> [Source data]
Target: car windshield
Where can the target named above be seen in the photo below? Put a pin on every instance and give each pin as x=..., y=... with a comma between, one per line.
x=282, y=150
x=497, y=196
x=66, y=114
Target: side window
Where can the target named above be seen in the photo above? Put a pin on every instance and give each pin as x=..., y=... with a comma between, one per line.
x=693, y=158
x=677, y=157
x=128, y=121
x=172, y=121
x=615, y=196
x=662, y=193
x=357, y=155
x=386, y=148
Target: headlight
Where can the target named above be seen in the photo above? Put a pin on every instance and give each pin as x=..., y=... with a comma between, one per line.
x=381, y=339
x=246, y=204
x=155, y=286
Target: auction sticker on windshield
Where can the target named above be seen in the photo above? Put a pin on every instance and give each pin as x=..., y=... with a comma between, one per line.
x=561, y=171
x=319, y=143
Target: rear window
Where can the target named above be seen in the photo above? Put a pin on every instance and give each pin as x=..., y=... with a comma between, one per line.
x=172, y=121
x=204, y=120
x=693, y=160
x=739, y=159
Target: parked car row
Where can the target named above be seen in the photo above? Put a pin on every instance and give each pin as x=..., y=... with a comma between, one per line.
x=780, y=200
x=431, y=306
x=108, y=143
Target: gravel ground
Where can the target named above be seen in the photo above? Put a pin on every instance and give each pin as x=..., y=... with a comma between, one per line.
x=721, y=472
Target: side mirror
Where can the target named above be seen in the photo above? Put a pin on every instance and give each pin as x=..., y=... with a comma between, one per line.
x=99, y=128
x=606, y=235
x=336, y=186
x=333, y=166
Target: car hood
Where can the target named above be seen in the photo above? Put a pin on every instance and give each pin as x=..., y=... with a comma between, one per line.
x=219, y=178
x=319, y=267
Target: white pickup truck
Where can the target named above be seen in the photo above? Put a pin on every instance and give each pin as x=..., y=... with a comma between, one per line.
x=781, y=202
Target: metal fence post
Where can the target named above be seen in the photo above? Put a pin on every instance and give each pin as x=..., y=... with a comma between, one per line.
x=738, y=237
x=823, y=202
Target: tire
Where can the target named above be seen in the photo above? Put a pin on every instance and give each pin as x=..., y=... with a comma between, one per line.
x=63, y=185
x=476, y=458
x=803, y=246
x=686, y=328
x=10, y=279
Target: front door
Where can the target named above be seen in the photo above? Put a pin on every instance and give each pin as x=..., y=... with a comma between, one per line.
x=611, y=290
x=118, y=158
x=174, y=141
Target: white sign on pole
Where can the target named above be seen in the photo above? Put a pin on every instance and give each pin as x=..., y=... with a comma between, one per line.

> [Work to be completed]
Turn every line of the listing above into a numbered list, leaving out any blank lines.

> [Correct answer]
1. Target: car windshield
2. Where can the target named above be seen in the photo below? Put a pin on every instance and give each pin as x=..., y=... with a comma between, one per line.
3. x=282, y=150
4. x=497, y=196
5. x=66, y=114
6. Target: side window
7. Where can the target named above be seen in the photo above? Put a pin on every instance and give each pin as x=..., y=... with a comma between, one per line.
8. x=693, y=158
9. x=677, y=157
10. x=128, y=121
11. x=172, y=121
12. x=615, y=196
13. x=662, y=193
14. x=357, y=155
15. x=386, y=148
16. Target: headlight
17. Where can the target named above be seen in the photo above? Put a pin on every instance and give each pin as x=..., y=... with a comma between, one per line.
18. x=381, y=339
19. x=246, y=204
20. x=155, y=286
21. Target: auction sticker on windshield
22. Where can the target named above be seen in the photo above? Put a pin on every instance and give each pin as x=..., y=... with a comma between, one per line.
23. x=561, y=171
24. x=319, y=143
25. Target: rear window
26. Where can the target named above be seen in the photo above? Put a pin on every instance and give each pin as x=..., y=... with a comma between, one per line.
27. x=172, y=121
28. x=204, y=120
29. x=693, y=160
30. x=739, y=159
31. Target: parked car row
32. Where can the target named above be seen in the photo above? Put a pin on every instance and give each pin as x=..., y=... with a comma between, one per line.
33. x=780, y=200
34. x=431, y=306
35. x=108, y=143
36. Target: gravel ground
37. Where can the target named above be seen in the photo above? Put a pin on every instance and give each pin as x=..., y=... with a comma between, one per line.
38. x=721, y=472
39. Target: side mirror
40. Where can the target named above be seen in the photo above? Put a pin on every instance and give each pin as x=..., y=... with a comma between, one per line.
41. x=99, y=128
42. x=606, y=235
43. x=336, y=186
44. x=333, y=166
45. Target: car hood
46. Where can the target named above be seen in the photo above? Put a pin on every instance and give each pin as x=..., y=... with a comma between, one per line.
47. x=219, y=178
48. x=319, y=267
49. Target: white pickup truck
50. Where can the target named above be seen in the photo above? Put a pin on every instance and give each pin as x=..., y=... with a comma between, one per line.
51. x=781, y=202
52. Target: metal fence post
53. Where can the target named above be seen in the photo above? Put a pin on every instance and give each pin as x=..., y=... with a comma between, one per line.
54. x=738, y=237
55. x=823, y=202
56. Target: tire
57. Where can the target named above be seen in the photo above? Put a pin on every instance and give each pin as x=..., y=... with a comma between, one per line.
58. x=63, y=185
59. x=476, y=458
60. x=803, y=246
61. x=686, y=328
62. x=10, y=279
63. Target: front door
64. Where can the target named above be seen in the photo above? Put a pin on every instance and give each pin as x=..., y=... with a comma between, one per line.
65. x=611, y=290
66. x=118, y=158
67. x=174, y=141
68. Target: white sign on pole
69. Where can the target named above be seen in the photo above? Put a pin on every instance and give each pin as x=..., y=... with a comma between, one per line.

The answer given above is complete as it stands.